* _What this task involves_: Write each line out again exactly as written.

* _Provided material_:

=====

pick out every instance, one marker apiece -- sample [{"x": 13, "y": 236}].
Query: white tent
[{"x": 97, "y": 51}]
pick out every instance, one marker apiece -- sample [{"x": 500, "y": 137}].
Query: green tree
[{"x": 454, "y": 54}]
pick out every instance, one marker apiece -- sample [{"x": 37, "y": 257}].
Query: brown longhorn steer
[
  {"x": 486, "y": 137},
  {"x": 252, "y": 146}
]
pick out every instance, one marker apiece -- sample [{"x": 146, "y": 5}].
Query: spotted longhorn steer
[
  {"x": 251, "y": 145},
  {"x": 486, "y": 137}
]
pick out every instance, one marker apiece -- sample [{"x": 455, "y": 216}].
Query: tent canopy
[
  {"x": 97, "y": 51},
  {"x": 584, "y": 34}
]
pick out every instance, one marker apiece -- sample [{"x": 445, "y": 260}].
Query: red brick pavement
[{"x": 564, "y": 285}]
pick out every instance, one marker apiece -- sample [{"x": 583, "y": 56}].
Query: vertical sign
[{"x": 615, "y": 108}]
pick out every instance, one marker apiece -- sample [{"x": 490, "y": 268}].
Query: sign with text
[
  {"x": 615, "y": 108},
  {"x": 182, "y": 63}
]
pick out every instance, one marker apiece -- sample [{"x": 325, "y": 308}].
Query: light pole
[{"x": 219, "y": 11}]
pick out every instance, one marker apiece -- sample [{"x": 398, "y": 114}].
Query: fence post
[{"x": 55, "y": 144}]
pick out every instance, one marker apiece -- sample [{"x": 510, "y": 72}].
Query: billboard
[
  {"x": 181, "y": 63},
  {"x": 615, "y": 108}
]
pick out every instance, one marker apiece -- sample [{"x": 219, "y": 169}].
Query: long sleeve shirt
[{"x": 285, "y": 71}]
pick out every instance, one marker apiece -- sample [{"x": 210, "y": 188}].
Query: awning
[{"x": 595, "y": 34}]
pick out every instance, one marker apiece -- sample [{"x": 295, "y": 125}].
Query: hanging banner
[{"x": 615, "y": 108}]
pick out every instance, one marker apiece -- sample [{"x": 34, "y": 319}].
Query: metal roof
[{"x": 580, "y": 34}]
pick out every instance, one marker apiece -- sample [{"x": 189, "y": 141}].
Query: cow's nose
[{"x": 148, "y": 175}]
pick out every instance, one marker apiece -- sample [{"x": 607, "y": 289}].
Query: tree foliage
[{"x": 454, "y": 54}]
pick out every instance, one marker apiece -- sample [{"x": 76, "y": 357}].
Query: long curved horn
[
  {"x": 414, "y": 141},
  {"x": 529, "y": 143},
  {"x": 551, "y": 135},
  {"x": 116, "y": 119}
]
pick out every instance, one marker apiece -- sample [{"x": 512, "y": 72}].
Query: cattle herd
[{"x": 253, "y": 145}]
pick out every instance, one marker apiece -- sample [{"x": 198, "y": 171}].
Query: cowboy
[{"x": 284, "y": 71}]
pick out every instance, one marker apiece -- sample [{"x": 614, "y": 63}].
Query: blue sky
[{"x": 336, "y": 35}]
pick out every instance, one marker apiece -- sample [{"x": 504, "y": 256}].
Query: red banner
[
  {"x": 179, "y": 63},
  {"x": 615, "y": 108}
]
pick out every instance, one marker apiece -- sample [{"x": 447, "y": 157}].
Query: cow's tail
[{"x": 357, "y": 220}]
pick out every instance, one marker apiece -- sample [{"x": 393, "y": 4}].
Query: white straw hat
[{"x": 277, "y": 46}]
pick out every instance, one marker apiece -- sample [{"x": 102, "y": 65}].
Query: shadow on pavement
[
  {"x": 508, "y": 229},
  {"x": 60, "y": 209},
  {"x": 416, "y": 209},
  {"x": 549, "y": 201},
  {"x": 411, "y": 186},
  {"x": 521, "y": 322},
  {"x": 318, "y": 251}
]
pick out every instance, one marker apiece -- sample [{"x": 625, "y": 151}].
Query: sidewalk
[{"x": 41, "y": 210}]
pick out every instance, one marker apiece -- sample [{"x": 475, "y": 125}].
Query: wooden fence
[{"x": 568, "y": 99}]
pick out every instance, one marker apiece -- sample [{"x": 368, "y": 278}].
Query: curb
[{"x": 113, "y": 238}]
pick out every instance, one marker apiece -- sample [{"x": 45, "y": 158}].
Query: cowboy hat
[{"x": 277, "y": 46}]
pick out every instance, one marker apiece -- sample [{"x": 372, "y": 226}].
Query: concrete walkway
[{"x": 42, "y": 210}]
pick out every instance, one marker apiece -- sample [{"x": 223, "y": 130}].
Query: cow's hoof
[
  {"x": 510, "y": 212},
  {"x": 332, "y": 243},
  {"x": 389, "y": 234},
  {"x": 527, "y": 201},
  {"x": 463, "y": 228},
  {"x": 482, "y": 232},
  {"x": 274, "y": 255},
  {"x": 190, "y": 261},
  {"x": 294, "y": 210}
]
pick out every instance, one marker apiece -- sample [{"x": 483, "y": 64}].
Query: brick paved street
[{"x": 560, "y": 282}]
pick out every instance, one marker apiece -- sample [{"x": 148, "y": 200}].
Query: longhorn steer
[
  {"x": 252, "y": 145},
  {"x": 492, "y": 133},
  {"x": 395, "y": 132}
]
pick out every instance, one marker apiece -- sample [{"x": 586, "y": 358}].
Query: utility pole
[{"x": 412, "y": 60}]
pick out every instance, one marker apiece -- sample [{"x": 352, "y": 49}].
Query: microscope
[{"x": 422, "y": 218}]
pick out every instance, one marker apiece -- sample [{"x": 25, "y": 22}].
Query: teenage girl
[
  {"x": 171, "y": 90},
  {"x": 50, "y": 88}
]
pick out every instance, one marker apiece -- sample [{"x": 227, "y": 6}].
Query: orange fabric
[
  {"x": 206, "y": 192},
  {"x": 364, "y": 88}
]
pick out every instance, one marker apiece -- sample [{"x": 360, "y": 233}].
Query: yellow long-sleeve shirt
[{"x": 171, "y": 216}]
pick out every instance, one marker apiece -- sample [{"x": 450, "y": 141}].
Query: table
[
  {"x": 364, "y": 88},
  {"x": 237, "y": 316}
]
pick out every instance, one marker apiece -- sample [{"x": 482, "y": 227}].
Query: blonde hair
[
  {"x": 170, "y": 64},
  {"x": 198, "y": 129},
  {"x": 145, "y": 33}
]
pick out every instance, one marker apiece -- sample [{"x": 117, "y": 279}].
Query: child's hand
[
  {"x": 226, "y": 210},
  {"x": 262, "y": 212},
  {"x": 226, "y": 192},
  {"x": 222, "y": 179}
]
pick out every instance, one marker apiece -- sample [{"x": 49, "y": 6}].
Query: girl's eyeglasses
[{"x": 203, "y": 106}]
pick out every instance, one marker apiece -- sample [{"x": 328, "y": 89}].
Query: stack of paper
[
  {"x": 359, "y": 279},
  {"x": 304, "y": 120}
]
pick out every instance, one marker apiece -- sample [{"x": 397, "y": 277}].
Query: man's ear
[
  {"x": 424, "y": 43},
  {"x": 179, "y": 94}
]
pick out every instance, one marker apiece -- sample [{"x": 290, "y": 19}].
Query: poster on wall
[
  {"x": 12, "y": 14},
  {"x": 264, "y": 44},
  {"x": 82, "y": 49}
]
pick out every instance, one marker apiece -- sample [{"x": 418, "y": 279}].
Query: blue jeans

=====

* _Answer below_:
pick out every instance, one marker apiece -- sample [{"x": 13, "y": 236}].
Query: white tent
[{"x": 97, "y": 51}]
pick out every instance, one marker apiece -- sample [{"x": 500, "y": 137}].
Query: green tree
[{"x": 454, "y": 54}]
pick out every instance, one marker apiece -- sample [{"x": 37, "y": 257}].
Query: brown longhorn steer
[
  {"x": 486, "y": 137},
  {"x": 252, "y": 146}
]
pick out every instance, one marker apiece -- sample [{"x": 146, "y": 5}].
Query: spotted longhorn steer
[
  {"x": 251, "y": 145},
  {"x": 486, "y": 137}
]
pick out every instance, one marker apiece -- sample [{"x": 455, "y": 216}].
Query: tent canopy
[
  {"x": 97, "y": 51},
  {"x": 584, "y": 34}
]
pick out every instance, one marker apiece -- sample [{"x": 445, "y": 260}].
Query: red brick pavement
[{"x": 564, "y": 285}]
pick out every instance, one marker apiece -- sample [{"x": 583, "y": 56}].
Query: vertical sign
[{"x": 615, "y": 108}]
pick out every instance, one marker apiece -- sample [{"x": 490, "y": 268}].
Query: sign with text
[
  {"x": 615, "y": 108},
  {"x": 182, "y": 63}
]
pick out every instance, one marker apiece -- sample [{"x": 325, "y": 308}].
Query: light pole
[{"x": 219, "y": 11}]
pick out every instance, one marker apiece -- sample [{"x": 398, "y": 114}].
Query: fence post
[{"x": 55, "y": 144}]
pick out every instance, one marker apiece -- sample [{"x": 510, "y": 72}].
Query: billboard
[
  {"x": 181, "y": 63},
  {"x": 615, "y": 108}
]
pick out every instance, one marker apiece -- sample [{"x": 219, "y": 169}].
Query: long sleeve shirt
[{"x": 285, "y": 71}]
pick out every instance, one marker apiece -- sample [{"x": 210, "y": 188}].
Query: awning
[{"x": 595, "y": 34}]
pick out every instance, one marker apiece -- sample [{"x": 295, "y": 125}].
Query: hanging banner
[{"x": 615, "y": 108}]
pick out every instance, one marker apiece -- sample [{"x": 34, "y": 319}].
Query: metal roof
[{"x": 580, "y": 34}]
pick out every instance, one marker apiece -- sample [{"x": 189, "y": 141}].
Query: cow's nose
[{"x": 148, "y": 175}]
pick out every instance, one marker apiece -- sample [{"x": 607, "y": 289}].
Query: tree foliage
[{"x": 454, "y": 54}]
pick out every instance, one marker apiece -- sample [{"x": 76, "y": 357}].
Query: long curved horn
[
  {"x": 414, "y": 141},
  {"x": 529, "y": 143},
  {"x": 551, "y": 135},
  {"x": 116, "y": 119}
]
pick out every instance, one marker apiece -- sample [{"x": 512, "y": 72}].
Query: cattle herd
[{"x": 253, "y": 145}]
pick out every instance, one marker apiece -- sample [{"x": 198, "y": 171}].
Query: cowboy
[{"x": 284, "y": 71}]
pick out every instance, one marker apiece -- sample [{"x": 614, "y": 63}].
Query: blue sky
[{"x": 336, "y": 35}]
pick out every instance, one marker apiece -- sample [{"x": 504, "y": 256}].
Query: red banner
[
  {"x": 179, "y": 63},
  {"x": 615, "y": 108}
]
pick out every instance, one marker apiece -- sample [{"x": 447, "y": 157}].
Query: cow's tail
[{"x": 357, "y": 220}]
pick out every instance, one marker apiece -- sample [{"x": 393, "y": 4}].
Query: white straw hat
[{"x": 277, "y": 46}]
pick out every instance, one marker apiece -- sample [{"x": 102, "y": 65}].
Query: shadow on pavement
[
  {"x": 508, "y": 229},
  {"x": 60, "y": 209},
  {"x": 416, "y": 209},
  {"x": 549, "y": 201},
  {"x": 411, "y": 186},
  {"x": 521, "y": 322},
  {"x": 318, "y": 251}
]
pick out every instance, one marker apiece -- sample [{"x": 625, "y": 151}].
Query: sidewalk
[{"x": 41, "y": 210}]
pick out every instance, one marker apiece -- sample [{"x": 475, "y": 125}].
Query: wooden fence
[{"x": 568, "y": 99}]
pick out every instance, one marker apiece -- sample [{"x": 368, "y": 278}].
Query: curb
[{"x": 113, "y": 238}]
pick out every instance, one marker apiece -- sample [{"x": 45, "y": 158}].
Query: cowboy hat
[{"x": 277, "y": 46}]
pick out every instance, one marker apiece -- sample [{"x": 372, "y": 226}].
Query: concrete walkway
[{"x": 42, "y": 210}]
pick out every instance, one marker apiece -- sample [{"x": 223, "y": 130}].
Query: cow's hoof
[
  {"x": 510, "y": 212},
  {"x": 332, "y": 243},
  {"x": 389, "y": 234},
  {"x": 527, "y": 201},
  {"x": 463, "y": 228},
  {"x": 482, "y": 232},
  {"x": 274, "y": 255},
  {"x": 190, "y": 261},
  {"x": 294, "y": 210}
]
pick out every instance, one marker apiece -- sample [{"x": 483, "y": 64}].
Query: brick paved street
[{"x": 560, "y": 282}]
pick out every instance, one marker apiece -- sample [{"x": 148, "y": 200}].
Query: longhorn steer
[
  {"x": 252, "y": 145},
  {"x": 492, "y": 133},
  {"x": 395, "y": 132}
]
pick out every instance, one marker apiece -- sample [{"x": 586, "y": 358}].
Query: utility pole
[{"x": 412, "y": 60}]
pick out every instance, one marker apiece -- sample [{"x": 352, "y": 49}].
Query: microscope
[{"x": 422, "y": 218}]
pick out every instance, one marker apiece -- sample [{"x": 25, "y": 22}].
Query: teenage girl
[
  {"x": 171, "y": 90},
  {"x": 50, "y": 88}
]
pick out every instance, one marker apiece -- sample [{"x": 227, "y": 6}].
Query: orange fabric
[
  {"x": 206, "y": 192},
  {"x": 364, "y": 88}
]
pick out every instance, one marker apiece -- sample [{"x": 360, "y": 233}].
Query: yellow long-sleeve shirt
[{"x": 171, "y": 216}]
pick out every instance, one marker apiece -- sample [{"x": 450, "y": 141}].
Query: table
[
  {"x": 364, "y": 88},
  {"x": 237, "y": 316}
]
pick out every instance, one marker apiece -- sample [{"x": 482, "y": 227}].
Query: blonde hair
[
  {"x": 170, "y": 64},
  {"x": 198, "y": 129},
  {"x": 145, "y": 33}
]
pick out every instance, one marker apiece -- sample [{"x": 117, "y": 279}].
Query: child's hand
[
  {"x": 226, "y": 210},
  {"x": 262, "y": 212},
  {"x": 226, "y": 192},
  {"x": 222, "y": 179}
]
pick out every instance, one marker apiece -- sample [{"x": 49, "y": 6}].
Query: girl's eyeglasses
[{"x": 203, "y": 106}]
pick out every instance, one marker apiece -- sample [{"x": 328, "y": 89}].
Query: stack of paper
[
  {"x": 359, "y": 279},
  {"x": 304, "y": 120}
]
pick out every instance, one marker apiece -- sample [{"x": 397, "y": 277}].
Query: man's ear
[
  {"x": 424, "y": 43},
  {"x": 179, "y": 94}
]
pick out every instance, one marker apiece -- sample [{"x": 290, "y": 19}].
Query: poster on wall
[
  {"x": 12, "y": 14},
  {"x": 264, "y": 44},
  {"x": 82, "y": 49}
]
pick out every instance, one marker apiece -- sample [{"x": 418, "y": 279}].
Query: blue jeans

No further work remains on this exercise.